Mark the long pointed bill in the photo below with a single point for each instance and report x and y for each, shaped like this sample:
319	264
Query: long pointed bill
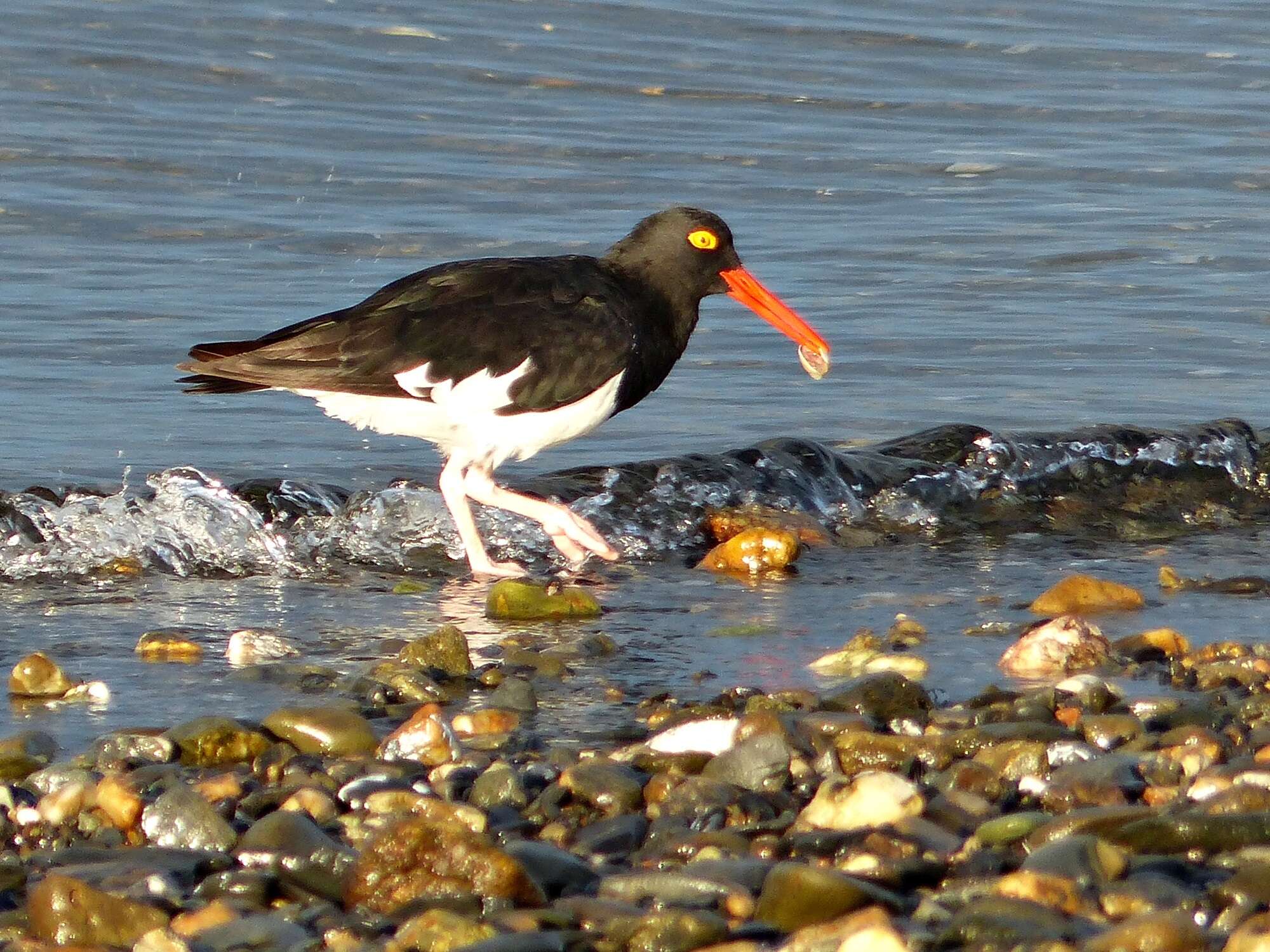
813	352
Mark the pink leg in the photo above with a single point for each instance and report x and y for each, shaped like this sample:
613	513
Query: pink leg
457	501
571	534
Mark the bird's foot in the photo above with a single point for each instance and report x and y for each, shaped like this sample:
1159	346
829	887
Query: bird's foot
576	538
498	571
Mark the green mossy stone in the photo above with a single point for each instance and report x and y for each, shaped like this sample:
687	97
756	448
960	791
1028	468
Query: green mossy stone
446	649
215	742
516	600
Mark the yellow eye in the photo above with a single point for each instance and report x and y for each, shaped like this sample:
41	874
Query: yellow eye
703	239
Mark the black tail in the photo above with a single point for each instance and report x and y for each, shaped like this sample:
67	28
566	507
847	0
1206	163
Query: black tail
208	384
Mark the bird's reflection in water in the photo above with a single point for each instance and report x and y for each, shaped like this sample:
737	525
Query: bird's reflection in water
463	604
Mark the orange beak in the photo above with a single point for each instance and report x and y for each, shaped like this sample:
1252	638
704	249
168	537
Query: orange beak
813	351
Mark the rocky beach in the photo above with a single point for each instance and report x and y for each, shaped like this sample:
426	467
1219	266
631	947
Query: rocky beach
417	805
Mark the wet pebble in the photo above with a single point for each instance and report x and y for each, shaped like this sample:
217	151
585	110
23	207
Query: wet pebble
323	731
181	818
170	645
37	676
519	600
1056	648
444	651
1085	595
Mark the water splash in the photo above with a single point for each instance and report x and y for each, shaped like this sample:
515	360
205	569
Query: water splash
1107	480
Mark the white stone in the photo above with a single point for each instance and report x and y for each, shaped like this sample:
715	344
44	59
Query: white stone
707	737
866	802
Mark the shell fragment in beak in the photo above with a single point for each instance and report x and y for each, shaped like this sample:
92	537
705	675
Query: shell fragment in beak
815	362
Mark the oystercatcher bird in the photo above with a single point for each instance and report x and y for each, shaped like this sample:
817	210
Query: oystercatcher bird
500	357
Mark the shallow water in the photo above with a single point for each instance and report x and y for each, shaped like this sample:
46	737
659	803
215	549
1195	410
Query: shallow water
1028	219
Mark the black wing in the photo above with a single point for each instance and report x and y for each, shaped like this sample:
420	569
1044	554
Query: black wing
568	315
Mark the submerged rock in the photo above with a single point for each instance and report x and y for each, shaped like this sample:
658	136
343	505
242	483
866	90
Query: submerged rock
445	649
796	896
1153	645
323	731
68	912
754	552
215	742
1056	648
1085	595
420	859
725	525
869	800
41	677
255	645
518	600
170	645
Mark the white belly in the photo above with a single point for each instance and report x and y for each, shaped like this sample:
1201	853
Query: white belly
463	417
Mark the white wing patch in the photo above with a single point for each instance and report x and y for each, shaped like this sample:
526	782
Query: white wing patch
464	414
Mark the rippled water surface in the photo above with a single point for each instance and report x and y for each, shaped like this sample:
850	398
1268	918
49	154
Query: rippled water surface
1029	218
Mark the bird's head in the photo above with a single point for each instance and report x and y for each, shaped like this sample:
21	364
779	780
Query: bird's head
688	253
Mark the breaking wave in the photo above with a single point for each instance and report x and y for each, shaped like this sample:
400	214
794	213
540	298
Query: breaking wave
1106	482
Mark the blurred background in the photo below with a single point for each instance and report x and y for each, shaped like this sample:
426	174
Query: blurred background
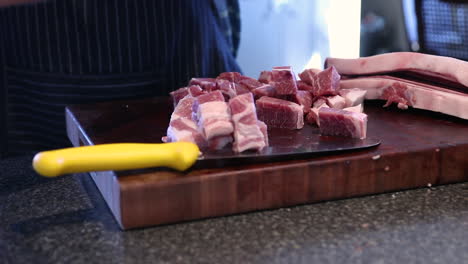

----------

== Direction ==
Copy out all of the data above word for word, leaving out the pictures.

== Result ==
Mark the long pointed bill in the photo below with a single point for each instance and report x and y for each, shaped like this sample:
319	264
Query: long pointed bill
813	352
Mark the pink leg in the photo above with a single point for each instance and report x and y for each, shaped like this sample:
613	513
Query: pink leg
457	501
571	534
Mark the bird's foot in the photo above with a single point for each instance and report x and y for each, shaped like this sample:
1159	346
829	887
Query: bird's foot
576	538
498	571
Mark the green mossy stone in the photo above with a single point for each instance and report x and y for each, shaped like this sample:
687	97
756	448
960	791
1028	468
Query: green mossy stone
446	649
215	742
516	600
Mark the yellow eye in the photo above with a single point for each instance and report x and y for each, shaped like this sample:
41	874
Query: yellow eye
703	239
Mark the black tail in the photo above with a single point for each instance and report x and y for each, shaped like this sample:
67	28
566	507
847	0
1206	163
Query: black tail
208	384
Mark the bird's reflection in water in the photo above with a single point for each instance and report x and y for each, shaped like this sample:
737	525
Query: bird's reflection in water
463	604
Mark the orange beak in the photo above with a single point for each instance and report x and y for each, shaped like this sample:
1252	638
704	249
168	537
Query: orange beak
813	351
Mark the rocky beach in the photo above with a single point for each instance and report x and y for each, shaped like this sample:
426	467
1219	266
631	947
Query: rocky beach
417	805
Mark the wet pebble in the photo above with a single point for each instance and report x and y for each, shaped like this sample:
217	151
585	110
23	207
Query: wet pebble
323	731
181	818
170	645
37	676
519	600
1056	648
444	651
1085	595
Mark the water splash in the photo above with a single point for each instance and report x and y for each, shaped like this sample:
515	360
205	569
Query: water splash
1107	480
Mark the white stone in the photo above with a single point for each instance and report x and y for each, shaped like this sample:
715	344
44	59
Query: white stone
707	737
866	802
Mark the shell fragment in beak in the photo above with a single point for each instance and report x and y for each, shaped like this sample:
92	537
705	675
Query: shell fragment in beak
815	362
Mark the oystercatcher bird in the photo above with a single point for each instance and report x and y for each, shaped like this sample:
817	210
Query: oystercatcher bird
500	357
Mark the shallow water in the photo above with a single point for each instance and report x and y for each, shaped like this sample:
46	737
659	803
215	549
1195	410
Query: shallow water
1028	219
Mark the black wing in the photo above with a single point for each instance and report x and y for each, shaped like this sample:
420	569
1044	554
Query: black wing
568	315
Mark the submerged rock in the photo above with a single point for each instance and report x and y for each, shaped like this sample:
658	136
343	505
242	483
866	90
Query: submerged rock
445	649
796	896
1153	645
323	731
68	912
754	552
215	742
1056	648
1085	595
420	859
725	525
869	800
41	677
255	645
518	600
170	645
Mark the white belly in the photo above with a single point for each instance and report x and y for each, shaped like this sample:
1201	853
Query: white belly
463	417
Mark the white wing patch in the photo above with a single point for each instance and report x and y for each, shaped like this sample:
526	782
Query: white wing patch
464	414
Mark the rippled water surface in the photo above with a single point for each instance and report x and y for each, shaped like this sample:
850	398
1268	918
49	154
Query: rippled water surface
1029	218
Mark the bird's head in the photo above with a single point for each instance and report x and y for each, shaped like this sample:
21	364
779	780
Query: bird's head
688	253
Mark the breaking wave in the photo above with a single point for each instance and report x and y for each, shaped like this sample:
400	214
794	213
540	298
Query: breaking wave
1106	482
Mark the blurred background in the photo below with a single point for each instance and report x and y for each, shaped like this sample:
426	174
Query: blurred background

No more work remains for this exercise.